=== Records shown ===

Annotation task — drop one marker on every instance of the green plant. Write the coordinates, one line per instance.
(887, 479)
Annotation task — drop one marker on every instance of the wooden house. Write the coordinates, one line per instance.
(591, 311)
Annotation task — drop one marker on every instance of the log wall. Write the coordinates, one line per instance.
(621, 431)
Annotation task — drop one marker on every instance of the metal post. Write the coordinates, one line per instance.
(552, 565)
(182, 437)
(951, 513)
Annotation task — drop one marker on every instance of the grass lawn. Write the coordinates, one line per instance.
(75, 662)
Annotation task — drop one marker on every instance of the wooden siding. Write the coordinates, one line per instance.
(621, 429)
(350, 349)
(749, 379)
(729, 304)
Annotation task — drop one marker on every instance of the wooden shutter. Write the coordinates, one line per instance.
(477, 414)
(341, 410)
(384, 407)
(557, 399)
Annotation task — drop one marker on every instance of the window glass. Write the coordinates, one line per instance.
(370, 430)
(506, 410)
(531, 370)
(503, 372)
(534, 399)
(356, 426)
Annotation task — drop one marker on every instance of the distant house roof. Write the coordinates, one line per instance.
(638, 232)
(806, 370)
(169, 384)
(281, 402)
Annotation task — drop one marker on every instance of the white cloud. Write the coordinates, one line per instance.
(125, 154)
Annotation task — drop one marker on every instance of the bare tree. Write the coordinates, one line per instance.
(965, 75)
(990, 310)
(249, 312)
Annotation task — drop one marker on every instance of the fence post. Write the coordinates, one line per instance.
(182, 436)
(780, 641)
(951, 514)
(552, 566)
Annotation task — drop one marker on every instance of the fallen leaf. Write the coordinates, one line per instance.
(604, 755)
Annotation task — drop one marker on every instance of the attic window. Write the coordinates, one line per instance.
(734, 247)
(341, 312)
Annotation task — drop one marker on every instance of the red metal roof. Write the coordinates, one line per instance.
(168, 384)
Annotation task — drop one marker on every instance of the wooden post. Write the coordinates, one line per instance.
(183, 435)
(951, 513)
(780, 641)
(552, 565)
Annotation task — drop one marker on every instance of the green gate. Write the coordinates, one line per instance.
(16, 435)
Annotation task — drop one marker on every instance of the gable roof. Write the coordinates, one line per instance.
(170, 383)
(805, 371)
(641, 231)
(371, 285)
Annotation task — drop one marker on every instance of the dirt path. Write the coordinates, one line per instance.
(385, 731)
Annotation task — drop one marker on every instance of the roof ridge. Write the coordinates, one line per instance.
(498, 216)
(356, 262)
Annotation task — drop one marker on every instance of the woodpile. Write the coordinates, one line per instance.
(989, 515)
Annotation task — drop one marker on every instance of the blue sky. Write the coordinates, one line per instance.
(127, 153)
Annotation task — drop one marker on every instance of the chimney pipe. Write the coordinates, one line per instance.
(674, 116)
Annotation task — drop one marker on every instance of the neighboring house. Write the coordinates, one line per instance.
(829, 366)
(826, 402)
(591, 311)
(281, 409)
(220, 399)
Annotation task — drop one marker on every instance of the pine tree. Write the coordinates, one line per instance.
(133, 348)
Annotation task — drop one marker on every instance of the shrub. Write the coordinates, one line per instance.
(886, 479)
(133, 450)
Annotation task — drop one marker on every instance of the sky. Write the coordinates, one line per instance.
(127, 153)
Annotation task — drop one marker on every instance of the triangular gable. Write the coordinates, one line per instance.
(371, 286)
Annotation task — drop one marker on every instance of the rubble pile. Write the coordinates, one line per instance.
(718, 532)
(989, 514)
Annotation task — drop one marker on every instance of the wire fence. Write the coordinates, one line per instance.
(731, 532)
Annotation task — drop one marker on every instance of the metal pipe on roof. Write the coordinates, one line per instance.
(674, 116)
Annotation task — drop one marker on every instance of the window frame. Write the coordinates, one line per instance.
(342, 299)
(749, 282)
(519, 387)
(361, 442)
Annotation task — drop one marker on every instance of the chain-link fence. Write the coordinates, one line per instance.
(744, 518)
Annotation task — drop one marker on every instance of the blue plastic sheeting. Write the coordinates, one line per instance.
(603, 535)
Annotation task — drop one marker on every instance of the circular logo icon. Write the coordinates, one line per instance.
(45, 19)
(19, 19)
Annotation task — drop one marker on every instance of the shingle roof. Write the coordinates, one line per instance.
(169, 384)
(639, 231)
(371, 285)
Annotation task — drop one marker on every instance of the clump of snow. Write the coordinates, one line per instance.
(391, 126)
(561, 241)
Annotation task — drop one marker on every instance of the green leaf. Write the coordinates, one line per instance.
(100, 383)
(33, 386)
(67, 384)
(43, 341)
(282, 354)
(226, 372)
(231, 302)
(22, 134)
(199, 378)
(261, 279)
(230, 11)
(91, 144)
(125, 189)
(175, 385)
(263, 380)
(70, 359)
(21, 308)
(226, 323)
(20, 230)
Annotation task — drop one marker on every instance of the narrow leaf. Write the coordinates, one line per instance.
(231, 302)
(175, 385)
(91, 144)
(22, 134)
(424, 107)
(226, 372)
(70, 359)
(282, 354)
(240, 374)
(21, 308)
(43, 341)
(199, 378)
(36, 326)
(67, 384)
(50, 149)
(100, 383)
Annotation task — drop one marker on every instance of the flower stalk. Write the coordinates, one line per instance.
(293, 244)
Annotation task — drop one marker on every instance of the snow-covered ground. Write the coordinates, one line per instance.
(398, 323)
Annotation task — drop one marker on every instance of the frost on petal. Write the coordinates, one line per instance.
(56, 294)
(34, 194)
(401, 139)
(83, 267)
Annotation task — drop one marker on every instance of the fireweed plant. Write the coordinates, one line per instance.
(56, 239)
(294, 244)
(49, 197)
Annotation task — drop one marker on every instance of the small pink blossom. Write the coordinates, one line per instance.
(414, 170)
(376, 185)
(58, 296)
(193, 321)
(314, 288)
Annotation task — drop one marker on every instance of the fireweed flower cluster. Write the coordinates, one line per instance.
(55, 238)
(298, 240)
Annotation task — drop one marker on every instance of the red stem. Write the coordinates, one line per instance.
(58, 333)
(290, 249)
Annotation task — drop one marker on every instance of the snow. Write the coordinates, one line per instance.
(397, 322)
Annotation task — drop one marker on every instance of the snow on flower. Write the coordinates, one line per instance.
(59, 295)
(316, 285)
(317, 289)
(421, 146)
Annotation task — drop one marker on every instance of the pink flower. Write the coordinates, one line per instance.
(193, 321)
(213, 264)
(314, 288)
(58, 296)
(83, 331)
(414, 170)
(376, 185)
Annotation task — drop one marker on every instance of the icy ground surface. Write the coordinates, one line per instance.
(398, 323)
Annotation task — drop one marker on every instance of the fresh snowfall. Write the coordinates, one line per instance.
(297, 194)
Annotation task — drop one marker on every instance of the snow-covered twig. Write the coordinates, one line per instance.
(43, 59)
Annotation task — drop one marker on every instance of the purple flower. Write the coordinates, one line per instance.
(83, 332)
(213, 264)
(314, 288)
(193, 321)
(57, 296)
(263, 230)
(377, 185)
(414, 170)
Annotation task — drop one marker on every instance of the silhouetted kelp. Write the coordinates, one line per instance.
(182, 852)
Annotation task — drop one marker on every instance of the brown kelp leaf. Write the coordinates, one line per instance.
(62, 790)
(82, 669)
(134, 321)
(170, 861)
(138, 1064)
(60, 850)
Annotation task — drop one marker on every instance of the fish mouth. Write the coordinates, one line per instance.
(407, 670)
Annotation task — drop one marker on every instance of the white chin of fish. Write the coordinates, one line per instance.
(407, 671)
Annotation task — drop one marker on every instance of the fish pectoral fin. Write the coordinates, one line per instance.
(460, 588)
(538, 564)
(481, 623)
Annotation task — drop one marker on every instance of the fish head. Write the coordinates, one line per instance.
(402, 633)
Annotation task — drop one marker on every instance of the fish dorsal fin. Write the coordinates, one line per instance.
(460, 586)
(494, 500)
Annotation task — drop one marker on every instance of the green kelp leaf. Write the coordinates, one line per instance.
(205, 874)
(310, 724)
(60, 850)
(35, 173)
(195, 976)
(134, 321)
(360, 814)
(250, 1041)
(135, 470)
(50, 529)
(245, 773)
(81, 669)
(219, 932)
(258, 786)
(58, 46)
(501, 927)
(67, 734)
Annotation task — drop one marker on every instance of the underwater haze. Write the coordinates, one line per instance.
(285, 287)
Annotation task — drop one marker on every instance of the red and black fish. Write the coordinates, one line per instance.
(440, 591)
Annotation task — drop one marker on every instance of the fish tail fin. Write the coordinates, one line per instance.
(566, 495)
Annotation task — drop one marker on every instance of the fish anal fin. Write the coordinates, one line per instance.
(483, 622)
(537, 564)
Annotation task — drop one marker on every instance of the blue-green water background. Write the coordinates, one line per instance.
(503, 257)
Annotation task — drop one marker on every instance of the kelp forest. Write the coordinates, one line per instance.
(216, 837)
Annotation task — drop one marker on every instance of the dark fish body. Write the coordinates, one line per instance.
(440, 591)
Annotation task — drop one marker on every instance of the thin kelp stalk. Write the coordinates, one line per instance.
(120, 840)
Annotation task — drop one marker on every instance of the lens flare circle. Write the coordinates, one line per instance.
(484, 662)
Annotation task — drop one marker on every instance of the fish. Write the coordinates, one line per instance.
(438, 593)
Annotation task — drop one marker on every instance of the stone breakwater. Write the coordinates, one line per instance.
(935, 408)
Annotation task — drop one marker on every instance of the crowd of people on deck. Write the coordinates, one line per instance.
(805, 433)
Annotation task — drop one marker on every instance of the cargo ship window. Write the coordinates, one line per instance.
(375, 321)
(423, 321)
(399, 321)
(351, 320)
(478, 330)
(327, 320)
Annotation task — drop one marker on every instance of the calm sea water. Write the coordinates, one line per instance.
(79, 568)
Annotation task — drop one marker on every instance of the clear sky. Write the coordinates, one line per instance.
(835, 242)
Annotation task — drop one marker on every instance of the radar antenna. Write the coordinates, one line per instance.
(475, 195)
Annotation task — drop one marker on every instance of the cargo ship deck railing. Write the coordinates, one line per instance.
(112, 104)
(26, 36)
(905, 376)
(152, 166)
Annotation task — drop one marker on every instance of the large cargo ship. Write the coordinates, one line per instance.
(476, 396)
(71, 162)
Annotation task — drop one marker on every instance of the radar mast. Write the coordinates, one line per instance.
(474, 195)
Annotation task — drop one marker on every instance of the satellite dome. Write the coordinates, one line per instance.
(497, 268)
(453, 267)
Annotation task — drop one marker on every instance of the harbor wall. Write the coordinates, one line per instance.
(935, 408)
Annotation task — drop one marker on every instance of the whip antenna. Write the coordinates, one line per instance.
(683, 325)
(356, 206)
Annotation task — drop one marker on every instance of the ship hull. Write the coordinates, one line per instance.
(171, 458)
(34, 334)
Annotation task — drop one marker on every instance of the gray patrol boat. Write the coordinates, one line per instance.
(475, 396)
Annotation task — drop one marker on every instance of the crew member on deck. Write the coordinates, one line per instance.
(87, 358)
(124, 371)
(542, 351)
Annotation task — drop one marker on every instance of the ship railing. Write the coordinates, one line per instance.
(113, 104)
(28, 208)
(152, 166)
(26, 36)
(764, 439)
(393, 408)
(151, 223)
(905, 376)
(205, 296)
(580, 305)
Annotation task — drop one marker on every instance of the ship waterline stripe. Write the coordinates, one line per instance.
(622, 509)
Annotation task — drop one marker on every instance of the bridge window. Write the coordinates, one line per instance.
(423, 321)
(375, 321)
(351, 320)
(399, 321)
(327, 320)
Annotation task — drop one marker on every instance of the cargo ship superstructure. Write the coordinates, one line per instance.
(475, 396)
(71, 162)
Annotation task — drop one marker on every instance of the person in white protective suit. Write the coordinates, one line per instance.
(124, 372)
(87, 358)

===

— Problem to work on —
Write out, exactly as shown, only the lines running from the one that contains "superstructure. Write the coordinates, one line per instance." to the last line above.

— Answer space —
Annotation task — drop one marker on every instance of the cargo ship superstructure. Write the coordinates, one line per instance.
(475, 396)
(71, 162)
Annotation task — drop one marker on every instance of the person in white protective suit. Write the coordinates, one line per instance.
(124, 372)
(87, 358)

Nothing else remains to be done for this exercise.